### YOUR OBJECTIVE
Reproduce the following lines without changing anything in them.

Extracted data entries:
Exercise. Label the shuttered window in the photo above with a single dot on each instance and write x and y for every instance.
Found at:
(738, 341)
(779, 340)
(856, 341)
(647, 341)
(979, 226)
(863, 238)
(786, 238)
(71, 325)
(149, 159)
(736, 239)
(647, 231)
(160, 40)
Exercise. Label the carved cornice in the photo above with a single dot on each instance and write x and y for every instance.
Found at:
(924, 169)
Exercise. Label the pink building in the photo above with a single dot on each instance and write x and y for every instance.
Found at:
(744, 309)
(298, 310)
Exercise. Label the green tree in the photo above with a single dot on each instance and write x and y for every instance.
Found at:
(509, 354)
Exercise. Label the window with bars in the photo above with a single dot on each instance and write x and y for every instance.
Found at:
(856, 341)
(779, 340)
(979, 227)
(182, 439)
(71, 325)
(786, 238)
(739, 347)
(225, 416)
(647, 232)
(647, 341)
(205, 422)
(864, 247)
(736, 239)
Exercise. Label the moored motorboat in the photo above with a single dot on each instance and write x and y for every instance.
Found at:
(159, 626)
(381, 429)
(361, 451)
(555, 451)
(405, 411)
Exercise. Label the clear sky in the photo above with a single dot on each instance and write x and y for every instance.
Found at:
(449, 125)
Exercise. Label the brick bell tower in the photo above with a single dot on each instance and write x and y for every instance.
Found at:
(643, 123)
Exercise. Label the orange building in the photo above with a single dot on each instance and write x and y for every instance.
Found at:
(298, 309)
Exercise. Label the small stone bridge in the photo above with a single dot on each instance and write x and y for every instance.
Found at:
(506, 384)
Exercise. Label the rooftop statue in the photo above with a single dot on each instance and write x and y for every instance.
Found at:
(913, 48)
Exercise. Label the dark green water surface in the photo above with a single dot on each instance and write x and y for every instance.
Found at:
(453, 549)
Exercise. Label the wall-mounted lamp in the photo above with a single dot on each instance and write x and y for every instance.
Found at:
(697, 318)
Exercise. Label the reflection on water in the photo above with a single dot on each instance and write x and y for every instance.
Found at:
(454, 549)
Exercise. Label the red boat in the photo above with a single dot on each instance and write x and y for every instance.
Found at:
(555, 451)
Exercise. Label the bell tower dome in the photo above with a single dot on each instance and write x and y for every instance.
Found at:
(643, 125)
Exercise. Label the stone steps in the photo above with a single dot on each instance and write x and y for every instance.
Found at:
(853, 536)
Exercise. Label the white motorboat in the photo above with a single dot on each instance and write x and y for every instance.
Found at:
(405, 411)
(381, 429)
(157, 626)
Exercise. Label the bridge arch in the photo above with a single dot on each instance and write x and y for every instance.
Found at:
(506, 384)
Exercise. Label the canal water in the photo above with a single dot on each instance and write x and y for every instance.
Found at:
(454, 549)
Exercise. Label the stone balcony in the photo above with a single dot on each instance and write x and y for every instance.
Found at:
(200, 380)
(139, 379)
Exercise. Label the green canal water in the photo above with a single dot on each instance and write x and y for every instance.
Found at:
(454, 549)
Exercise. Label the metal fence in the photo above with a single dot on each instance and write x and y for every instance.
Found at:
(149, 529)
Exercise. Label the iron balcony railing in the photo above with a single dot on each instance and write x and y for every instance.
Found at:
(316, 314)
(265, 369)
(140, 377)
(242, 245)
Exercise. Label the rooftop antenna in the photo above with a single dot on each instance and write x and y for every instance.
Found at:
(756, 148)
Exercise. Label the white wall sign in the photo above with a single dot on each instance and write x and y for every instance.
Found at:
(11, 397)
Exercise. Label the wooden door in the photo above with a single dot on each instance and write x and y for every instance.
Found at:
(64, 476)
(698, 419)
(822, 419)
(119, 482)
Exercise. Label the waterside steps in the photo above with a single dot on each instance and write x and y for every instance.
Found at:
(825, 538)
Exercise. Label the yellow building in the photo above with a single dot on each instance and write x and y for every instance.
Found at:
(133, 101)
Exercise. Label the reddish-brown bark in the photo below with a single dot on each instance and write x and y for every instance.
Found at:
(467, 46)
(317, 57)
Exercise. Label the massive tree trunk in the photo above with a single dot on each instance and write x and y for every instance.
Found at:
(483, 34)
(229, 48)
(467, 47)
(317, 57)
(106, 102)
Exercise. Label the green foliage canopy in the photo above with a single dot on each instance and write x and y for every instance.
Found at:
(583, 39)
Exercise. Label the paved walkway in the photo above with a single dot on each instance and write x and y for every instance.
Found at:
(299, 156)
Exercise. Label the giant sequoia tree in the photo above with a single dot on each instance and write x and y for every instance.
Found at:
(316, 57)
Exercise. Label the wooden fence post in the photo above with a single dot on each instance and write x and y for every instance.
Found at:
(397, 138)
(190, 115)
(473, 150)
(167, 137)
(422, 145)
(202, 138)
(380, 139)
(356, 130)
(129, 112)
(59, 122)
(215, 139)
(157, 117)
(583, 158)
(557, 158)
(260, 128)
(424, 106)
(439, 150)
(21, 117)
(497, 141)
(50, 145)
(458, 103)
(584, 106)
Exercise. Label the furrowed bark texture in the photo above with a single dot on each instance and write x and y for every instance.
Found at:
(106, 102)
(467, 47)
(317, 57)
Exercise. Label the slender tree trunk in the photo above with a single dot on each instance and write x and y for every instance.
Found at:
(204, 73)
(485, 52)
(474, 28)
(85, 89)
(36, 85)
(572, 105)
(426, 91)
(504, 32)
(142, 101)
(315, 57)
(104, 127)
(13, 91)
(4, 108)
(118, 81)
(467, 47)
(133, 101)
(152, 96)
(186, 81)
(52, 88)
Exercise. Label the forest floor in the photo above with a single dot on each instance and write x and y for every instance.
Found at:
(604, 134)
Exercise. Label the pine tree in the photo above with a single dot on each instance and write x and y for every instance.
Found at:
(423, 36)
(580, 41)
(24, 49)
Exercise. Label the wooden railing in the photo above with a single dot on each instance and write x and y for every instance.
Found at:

### EXERCISE RESULT
Exercise. Label the shuttered window in the photo above with a single dot on each instance and write x and y for every instance.
Found at:
(738, 341)
(779, 340)
(856, 341)
(647, 341)
(979, 226)
(863, 238)
(786, 238)
(71, 325)
(149, 159)
(736, 239)
(647, 231)
(160, 40)
Exercise. Label the carved cornice in the photo above with a single dot on each instance and write x and y for every instance.
Found at:
(924, 169)
Exercise. Label the pink building in the photo above with a single dot on each instance and write x and y for every instance.
Found at:
(744, 309)
(298, 310)
Exercise. Label the green tree in the photo above with a single dot on each instance and write x and y for every instance.
Found at:
(509, 354)
Exercise. Label the window with bars in the photo above with a single dot on each instance and write x and y for every instance.
Found at:
(856, 341)
(779, 340)
(979, 227)
(182, 439)
(71, 325)
(786, 238)
(739, 347)
(225, 416)
(647, 232)
(647, 341)
(205, 422)
(864, 247)
(736, 239)
Exercise. Label the moored motorboat in the photo above with a single dot on each instance and write x and y for every instance.
Found at:
(159, 626)
(381, 429)
(361, 451)
(555, 451)
(405, 411)
Exercise. Label the clear sky in the photo above with a single dot on each instance and write x and y for every instance.
Found at:
(449, 125)
Exercise. Label the brick bell tower in the photo above with a single dot on each instance and write x and y for every instance.
Found at:
(643, 123)
Exercise. Label the orange building in the photo above with a single dot on each instance and write x and y for every instance.
Found at:
(298, 309)
Exercise. Label the small stone bridge in the photo above with a single dot on each instance and write x and y for every instance.
Found at:
(506, 384)
Exercise. Label the rooftop statue in the photo above with a single dot on each instance and write x and y for every instance.
Found at:
(913, 48)
Exercise. Label the dark green water surface in the photo above with a single dot on each instance and write x and y for every instance.
Found at:
(453, 549)
Exercise. Label the wall-mounted lamp in the photo above with a single dot on each instance and write x and y for every instance.
Found at:
(697, 318)
Exercise. Label the reflection on water in the photo above with a single dot on each instance and write x and y for every instance.
Found at:
(454, 549)
Exercise. Label the red boat in the photo above with a single dot on each instance and write x and y for every instance.
Found at:
(555, 451)
Exercise. Label the bell tower dome in the photo above with a single dot on each instance and write x and y for every instance.
Found at:
(643, 125)
Exercise. Label the stone steps in the photo above with a single dot on each instance and write x and y for every instance.
Found at:
(853, 536)
Exercise. Label the white motorboat in the photo above with a single dot on each instance and write x and y for every instance.
Found at:
(405, 411)
(381, 429)
(157, 626)
Exercise. Label the bridge arch in the photo above with a single dot on each instance and write x and y for every instance.
Found at:
(506, 384)
Exercise. Label the canal water in the photo above with a single dot on each instance and write x and y for every instance.
Found at:
(454, 549)
Exercise. Label the stone balcony in the photo above with a single dot on each instance and write x and y for every instance.
Found at:
(200, 380)
(139, 379)
Exercise. Label the green canal water in the photo above with a single dot on each instance and write x and y for every instance.
Found at:
(454, 549)
Exercise. Label the metal fence in the photo above with a single dot on each instance and write x and y for every instance.
Found at:
(149, 529)
Exercise. Label the iron balcony railing in the photo above with a single dot on each instance and write x and y for every instance.
Found at:
(316, 314)
(265, 369)
(140, 377)
(242, 245)
Exercise. Label the rooftop antenna in the photo above with a single dot on each instance and write x and y for every instance.
Found at:
(756, 148)
Exercise. Label the white wall sign in the photo above with a single dot on each instance and write x and y for every instance.
Found at:
(11, 397)
Exercise. Label the wooden door in the photo above with a single dot on each instance and write x and y for every instance.
Found at:
(64, 476)
(698, 419)
(822, 419)
(119, 482)
Exercise. Label the waterside steps in the photo above with a single dot on each instance and write x and y for every instance.
Found at:
(825, 538)
Exercise. Label the yellow building in the photo above with a single dot on each instance and write x and y for every instance.
Found at:
(133, 101)
Exercise. Label the reddish-brown bark in the photo below with a single dot on each instance and write x and y for every instance.
Found at:
(467, 46)
(317, 57)
Exercise. Label the massive tree trunk in the photo above with a single dot on each instance and write x and y for every instance.
Found at:
(483, 34)
(229, 48)
(467, 47)
(317, 57)
(106, 102)
Exercise. Label the green foliage canopy in the photo above with a single dot on each instance and write x and y for every instance.
Found at:
(583, 39)
Exercise. Label the paved walkway in the photo above with a single dot on each instance and write x and y for every instance.
Found at:
(299, 156)
Exercise. Label the giant sequoia tree in the photo above with a single dot on each instance and write x and y for every instance.
Found at:
(316, 57)
Exercise. Label the wooden fence post in the photo above with a single dot on each instance and write x and y for every instance.
Found at:
(397, 138)
(190, 115)
(473, 150)
(167, 137)
(422, 145)
(202, 138)
(380, 139)
(356, 130)
(129, 112)
(59, 122)
(215, 139)
(157, 117)
(583, 158)
(557, 158)
(260, 128)
(424, 106)
(439, 150)
(21, 117)
(497, 141)
(50, 145)
(458, 103)
(584, 106)
Exercise. Label the furrowed bark texture in the photo above with a single dot on each instance and write x and y for every instance.
Found at:
(106, 102)
(467, 47)
(317, 57)
Exercise. Label the slender tree trunk in the photo above with a single dot on each instance and write x and y for every instance.
Found at:
(204, 73)
(485, 52)
(474, 28)
(85, 89)
(36, 85)
(572, 105)
(426, 91)
(504, 32)
(142, 101)
(315, 57)
(104, 127)
(13, 91)
(4, 108)
(118, 81)
(467, 47)
(133, 101)
(152, 96)
(186, 81)
(52, 88)
Exercise. Label the forest floor in the photo above with a single dot on each instance and write x and y for every instance.
Found at:
(604, 134)
Exercise. Label the pine tree in the photo above with a single dot on each instance and write x and y for every instance.
Found at:
(423, 36)
(580, 41)
(24, 49)
Exercise. Label the wooden railing in the photo above with a single dot on each instance and write x and y for every instance.
Found at:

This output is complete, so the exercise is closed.